DOCUMENT →
________________________________________
Achen assured me that it would be okay, the delay was no problem, just call him from the plane again when they actually start moving (apparently this flight is endemically delayed). A weird instance then happened on the plane, when we started rolling. I turned to an elderly, stout gentleman to my right and asked to borrow his phone to call the person that was picking me up at the airport, explaining away my whiteness and general conspicuousness. He seemed suspicious. Who was this person? A friend of mine? Won’t you be able to pick him out from the crowd in the airport? No, I’ve never actually met him? Eyes glaring, he asked me to dial the number (not long distance of course) and then he would talk. Man, what a stiff!


He told me that there would be a driver waiting for me.  Now, I had heard that they were pretty well-off, but a driver? At 2 am? I had the feeling I would be in for more than one surprise that night, and I would not be disappointed.

Delhi
An uneventful and comfortable 2-hour flight landed me in Delhi approaching the 2am mark. I walked outside, backpacks on front and back, and looked aimlessly, trying to stand out more than usual so attract my greeters.


Within a minute, a young guy came over, partially chewing on some street food, and asked if I was Jake. I resopnded yes and followed, only to be surprised to be met by Achen’s wife, Kamna, ~25, and find out that the guy was her cousin, Raj, 19. I was escorted, still a bit stunned, to the car, with driver waiting with the A/C on full blast.  Note: at 2am, without question, it was above 90 degrees. No big deal, it’s a dry heat.


Within 15 minutes, flying, I do mean that in the almost-literal sense, on the highway, we arrived at their year-old McMansion (in my opinion at least).
________________________________________
EXTRACTED DATA →
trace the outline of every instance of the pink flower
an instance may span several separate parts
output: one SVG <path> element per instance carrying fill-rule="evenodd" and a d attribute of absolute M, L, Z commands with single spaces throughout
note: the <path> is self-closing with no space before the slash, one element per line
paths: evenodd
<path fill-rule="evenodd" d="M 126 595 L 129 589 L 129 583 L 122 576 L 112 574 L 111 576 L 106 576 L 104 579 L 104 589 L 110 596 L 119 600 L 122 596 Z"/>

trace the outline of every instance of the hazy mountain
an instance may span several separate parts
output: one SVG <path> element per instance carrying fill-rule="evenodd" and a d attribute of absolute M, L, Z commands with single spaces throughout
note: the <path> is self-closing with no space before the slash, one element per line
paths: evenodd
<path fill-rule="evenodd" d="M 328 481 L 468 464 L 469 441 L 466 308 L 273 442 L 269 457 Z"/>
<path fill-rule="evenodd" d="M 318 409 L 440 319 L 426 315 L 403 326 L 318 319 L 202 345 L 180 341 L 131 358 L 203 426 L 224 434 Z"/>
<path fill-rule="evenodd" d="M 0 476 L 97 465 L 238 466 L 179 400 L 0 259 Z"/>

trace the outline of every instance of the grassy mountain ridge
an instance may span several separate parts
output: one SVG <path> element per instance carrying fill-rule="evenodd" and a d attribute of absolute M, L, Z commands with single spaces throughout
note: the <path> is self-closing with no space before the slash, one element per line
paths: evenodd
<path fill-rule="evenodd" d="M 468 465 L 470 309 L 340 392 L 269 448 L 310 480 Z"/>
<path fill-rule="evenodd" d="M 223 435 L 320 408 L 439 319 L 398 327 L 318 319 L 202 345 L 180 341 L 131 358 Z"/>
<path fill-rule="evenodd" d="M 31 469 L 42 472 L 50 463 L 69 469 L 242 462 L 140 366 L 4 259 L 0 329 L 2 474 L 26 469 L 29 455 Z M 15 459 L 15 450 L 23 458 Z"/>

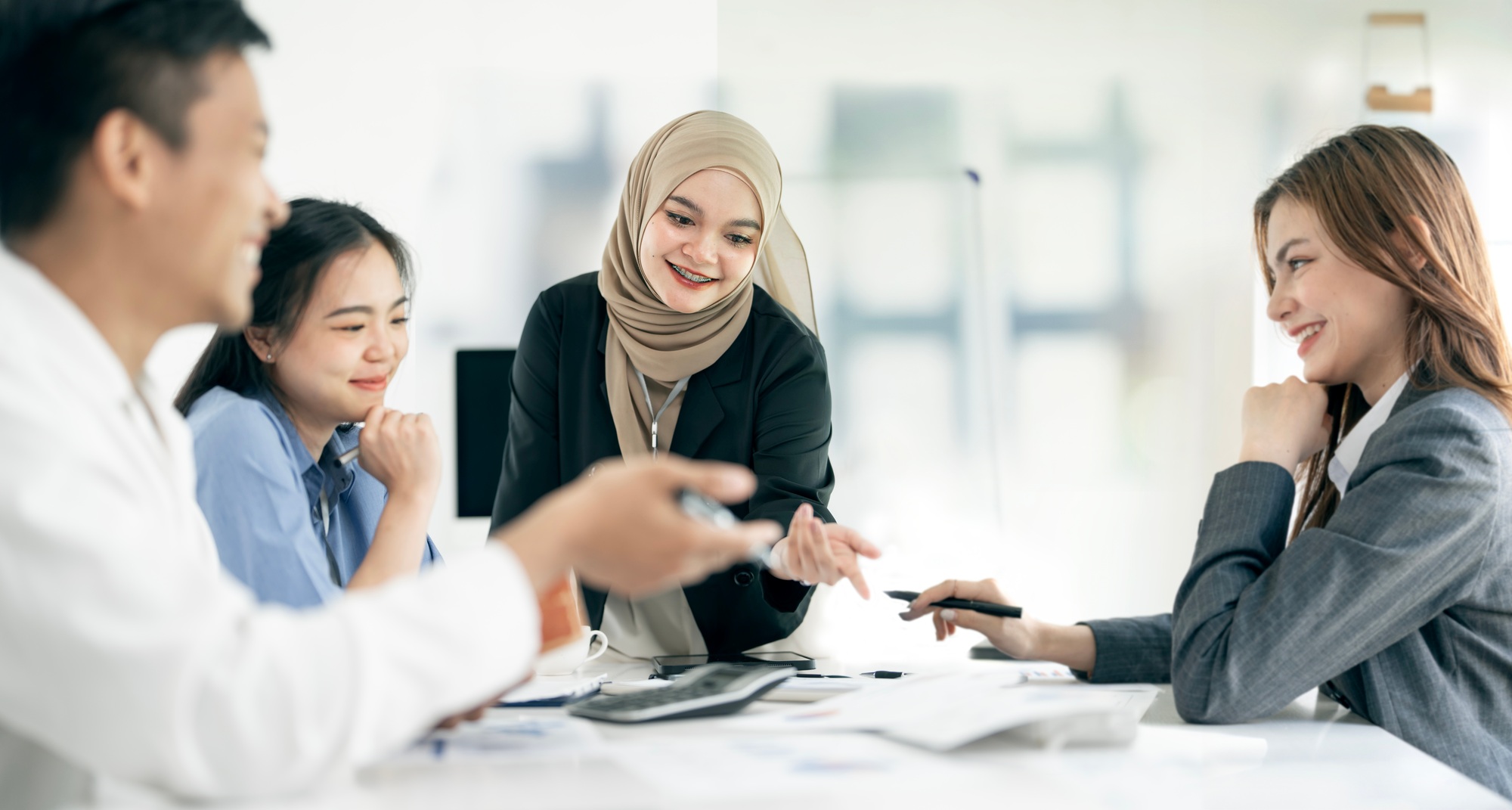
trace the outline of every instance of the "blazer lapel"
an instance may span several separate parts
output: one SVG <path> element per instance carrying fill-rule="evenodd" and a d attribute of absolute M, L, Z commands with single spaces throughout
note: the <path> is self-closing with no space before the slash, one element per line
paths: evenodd
<path fill-rule="evenodd" d="M 714 385 L 708 375 L 692 375 L 688 390 L 682 394 L 682 411 L 677 414 L 677 428 L 671 435 L 671 452 L 683 458 L 697 458 L 699 449 L 709 438 L 715 428 L 724 422 L 724 408 L 714 396 Z"/>

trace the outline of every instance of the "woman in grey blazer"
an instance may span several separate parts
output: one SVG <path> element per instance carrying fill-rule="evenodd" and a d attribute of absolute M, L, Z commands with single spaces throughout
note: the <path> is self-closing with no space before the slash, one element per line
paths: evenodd
<path fill-rule="evenodd" d="M 1255 236 L 1308 382 L 1244 396 L 1173 611 L 1067 627 L 927 608 L 1007 601 L 987 580 L 904 617 L 1093 682 L 1170 682 L 1193 722 L 1321 688 L 1512 796 L 1512 364 L 1459 171 L 1417 131 L 1356 127 L 1259 195 Z"/>

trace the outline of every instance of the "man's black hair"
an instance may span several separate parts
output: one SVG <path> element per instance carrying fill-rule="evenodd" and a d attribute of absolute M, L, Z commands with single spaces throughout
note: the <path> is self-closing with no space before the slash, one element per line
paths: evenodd
<path fill-rule="evenodd" d="M 3 27 L 17 21 L 6 17 Z M 129 110 L 181 148 L 204 60 L 269 45 L 237 0 L 125 0 L 26 38 L 0 53 L 0 237 L 53 215 L 109 112 Z"/>

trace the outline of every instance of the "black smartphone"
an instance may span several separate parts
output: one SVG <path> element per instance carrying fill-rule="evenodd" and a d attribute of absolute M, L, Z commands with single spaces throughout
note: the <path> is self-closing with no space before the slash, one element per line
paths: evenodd
<path fill-rule="evenodd" d="M 656 674 L 667 677 L 686 672 L 705 663 L 742 663 L 747 666 L 792 666 L 794 669 L 815 669 L 818 663 L 801 653 L 723 653 L 717 656 L 656 656 L 652 659 Z"/>

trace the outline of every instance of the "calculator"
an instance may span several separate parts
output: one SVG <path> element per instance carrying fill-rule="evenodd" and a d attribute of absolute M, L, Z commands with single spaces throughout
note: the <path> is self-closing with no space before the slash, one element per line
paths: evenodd
<path fill-rule="evenodd" d="M 599 695 L 569 706 L 567 712 L 609 722 L 733 715 L 795 672 L 792 666 L 708 663 L 688 669 L 671 686 L 627 695 Z"/>

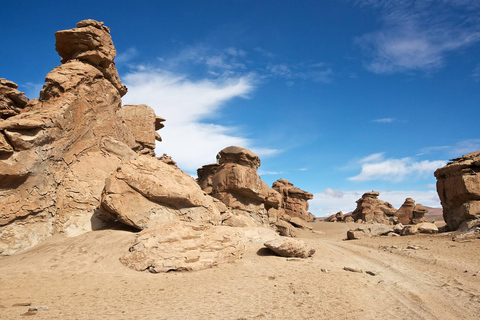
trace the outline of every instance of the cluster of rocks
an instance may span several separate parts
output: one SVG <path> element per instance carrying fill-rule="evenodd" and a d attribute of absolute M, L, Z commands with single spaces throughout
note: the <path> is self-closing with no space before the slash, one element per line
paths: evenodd
<path fill-rule="evenodd" d="M 480 226 L 480 151 L 451 160 L 435 177 L 448 229 Z"/>
<path fill-rule="evenodd" d="M 48 73 L 38 100 L 0 80 L 0 255 L 121 222 L 141 230 L 125 265 L 198 270 L 238 259 L 245 241 L 277 239 L 273 230 L 293 236 L 312 221 L 312 195 L 286 180 L 279 191 L 268 187 L 247 149 L 220 151 L 198 182 L 169 156 L 156 158 L 165 119 L 147 105 L 122 106 L 127 88 L 110 30 L 83 20 L 55 36 L 62 65 Z"/>

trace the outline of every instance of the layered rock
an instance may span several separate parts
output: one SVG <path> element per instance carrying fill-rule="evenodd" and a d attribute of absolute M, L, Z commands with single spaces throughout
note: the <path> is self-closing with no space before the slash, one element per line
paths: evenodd
<path fill-rule="evenodd" d="M 352 212 L 355 222 L 394 224 L 393 216 L 397 210 L 388 202 L 378 199 L 377 191 L 366 192 L 357 202 Z"/>
<path fill-rule="evenodd" d="M 234 261 L 245 251 L 237 228 L 158 223 L 140 232 L 120 261 L 152 273 L 192 271 Z"/>
<path fill-rule="evenodd" d="M 135 151 L 154 146 L 153 110 L 141 105 L 127 107 L 128 115 L 120 111 L 126 88 L 108 28 L 85 20 L 56 38 L 63 64 L 48 73 L 39 100 L 0 121 L 0 254 L 54 233 L 75 236 L 98 228 L 105 178 L 135 159 Z M 6 97 L 11 95 L 0 100 Z M 132 123 L 142 123 L 143 131 Z"/>
<path fill-rule="evenodd" d="M 0 119 L 16 116 L 27 105 L 28 98 L 17 88 L 16 83 L 0 78 Z"/>
<path fill-rule="evenodd" d="M 250 150 L 231 146 L 219 152 L 219 163 L 197 170 L 198 184 L 230 211 L 224 224 L 269 225 L 277 221 L 282 197 L 257 174 L 260 158 Z"/>
<path fill-rule="evenodd" d="M 102 208 L 113 219 L 143 230 L 159 222 L 220 224 L 214 199 L 175 165 L 141 155 L 106 179 Z"/>
<path fill-rule="evenodd" d="M 450 230 L 478 220 L 480 225 L 480 151 L 453 159 L 435 171 L 443 218 Z"/>
<path fill-rule="evenodd" d="M 275 181 L 272 188 L 283 196 L 282 208 L 285 214 L 307 222 L 315 220 L 315 216 L 308 212 L 308 200 L 313 199 L 313 194 L 294 187 L 293 183 L 285 179 Z"/>

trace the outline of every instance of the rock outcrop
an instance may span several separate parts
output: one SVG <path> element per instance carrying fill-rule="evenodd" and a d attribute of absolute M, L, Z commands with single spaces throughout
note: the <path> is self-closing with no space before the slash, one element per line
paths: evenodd
<path fill-rule="evenodd" d="M 197 170 L 198 184 L 228 209 L 223 223 L 231 226 L 275 224 L 282 197 L 257 174 L 260 158 L 252 151 L 231 146 L 221 150 L 217 164 Z"/>
<path fill-rule="evenodd" d="M 480 225 L 480 151 L 451 160 L 435 177 L 447 227 L 457 230 L 470 221 Z"/>
<path fill-rule="evenodd" d="M 308 258 L 315 253 L 304 241 L 287 237 L 267 241 L 265 247 L 282 257 Z"/>
<path fill-rule="evenodd" d="M 56 39 L 62 65 L 38 100 L 1 82 L 0 254 L 99 228 L 105 179 L 123 161 L 154 154 L 163 120 L 146 105 L 121 106 L 126 87 L 103 23 L 81 21 Z"/>
<path fill-rule="evenodd" d="M 152 273 L 193 271 L 234 261 L 244 252 L 238 228 L 157 223 L 137 235 L 120 261 L 132 269 Z"/>
<path fill-rule="evenodd" d="M 308 200 L 313 199 L 313 194 L 294 187 L 293 183 L 285 179 L 278 179 L 272 189 L 283 196 L 282 208 L 290 217 L 298 217 L 307 222 L 315 220 L 315 216 L 308 212 Z"/>
<path fill-rule="evenodd" d="M 378 199 L 377 191 L 366 192 L 357 200 L 357 208 L 352 212 L 355 222 L 394 224 L 397 210 L 388 202 Z"/>
<path fill-rule="evenodd" d="M 395 213 L 397 222 L 401 224 L 417 224 L 428 222 L 425 219 L 425 214 L 428 212 L 421 204 L 415 204 L 412 198 L 405 199 L 403 205 Z"/>

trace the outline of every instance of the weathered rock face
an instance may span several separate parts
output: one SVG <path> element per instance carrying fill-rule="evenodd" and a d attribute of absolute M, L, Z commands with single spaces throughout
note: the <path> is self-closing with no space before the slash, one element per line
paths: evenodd
<path fill-rule="evenodd" d="M 282 208 L 285 214 L 307 222 L 315 220 L 315 216 L 308 212 L 308 200 L 313 199 L 313 194 L 294 187 L 293 183 L 285 179 L 275 181 L 272 188 L 283 196 Z"/>
<path fill-rule="evenodd" d="M 16 116 L 27 105 L 28 98 L 17 88 L 16 83 L 0 78 L 0 119 Z"/>
<path fill-rule="evenodd" d="M 480 151 L 453 159 L 435 171 L 443 219 L 450 230 L 480 218 Z"/>
<path fill-rule="evenodd" d="M 0 254 L 54 233 L 74 236 L 98 227 L 105 178 L 136 158 L 133 150 L 153 147 L 153 110 L 127 107 L 135 114 L 131 122 L 119 111 L 126 88 L 108 28 L 82 21 L 57 33 L 56 46 L 63 64 L 47 75 L 39 100 L 0 120 Z M 0 101 L 15 101 L 11 96 L 3 93 Z M 132 122 L 143 123 L 143 131 Z"/>
<path fill-rule="evenodd" d="M 227 147 L 219 153 L 219 163 L 198 169 L 198 184 L 203 191 L 220 200 L 233 213 L 233 220 L 257 225 L 277 221 L 282 197 L 257 174 L 260 158 L 241 147 Z M 236 225 L 224 221 L 227 225 Z"/>
<path fill-rule="evenodd" d="M 267 241 L 265 246 L 282 257 L 308 258 L 315 253 L 305 242 L 286 237 Z"/>
<path fill-rule="evenodd" d="M 185 222 L 159 223 L 140 232 L 120 261 L 152 273 L 192 271 L 234 261 L 245 252 L 240 230 Z"/>
<path fill-rule="evenodd" d="M 377 191 L 366 192 L 357 200 L 357 208 L 352 212 L 355 222 L 393 224 L 397 210 L 388 202 L 378 199 Z"/>
<path fill-rule="evenodd" d="M 195 180 L 154 157 L 126 161 L 106 180 L 102 207 L 113 219 L 143 230 L 158 222 L 220 224 L 214 199 Z"/>

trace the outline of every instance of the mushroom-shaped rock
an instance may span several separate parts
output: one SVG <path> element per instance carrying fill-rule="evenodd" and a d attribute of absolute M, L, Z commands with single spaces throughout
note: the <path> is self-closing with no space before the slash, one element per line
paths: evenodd
<path fill-rule="evenodd" d="M 357 200 L 357 208 L 352 212 L 355 222 L 391 224 L 397 210 L 388 202 L 378 199 L 379 192 L 366 192 Z"/>
<path fill-rule="evenodd" d="M 282 257 L 308 258 L 315 253 L 304 241 L 288 237 L 267 241 L 265 246 Z"/>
________________________________________
TASKS TO CARRY OUT →
1. In the travel account, how long was the flight that brought the writer to Delhi?
2. Rewrite the travel account from "Within 15 minutes, flying, I" through "opinion at least).", with "McMansion" replaced by "house".

SOLUTION LIST →
1. It was a 2-hour flight.

2.
Within 15 minutes, flying, I do mean that in the almost-literal sense, on the highway, we arrived at their year-old house (in my opinion at least).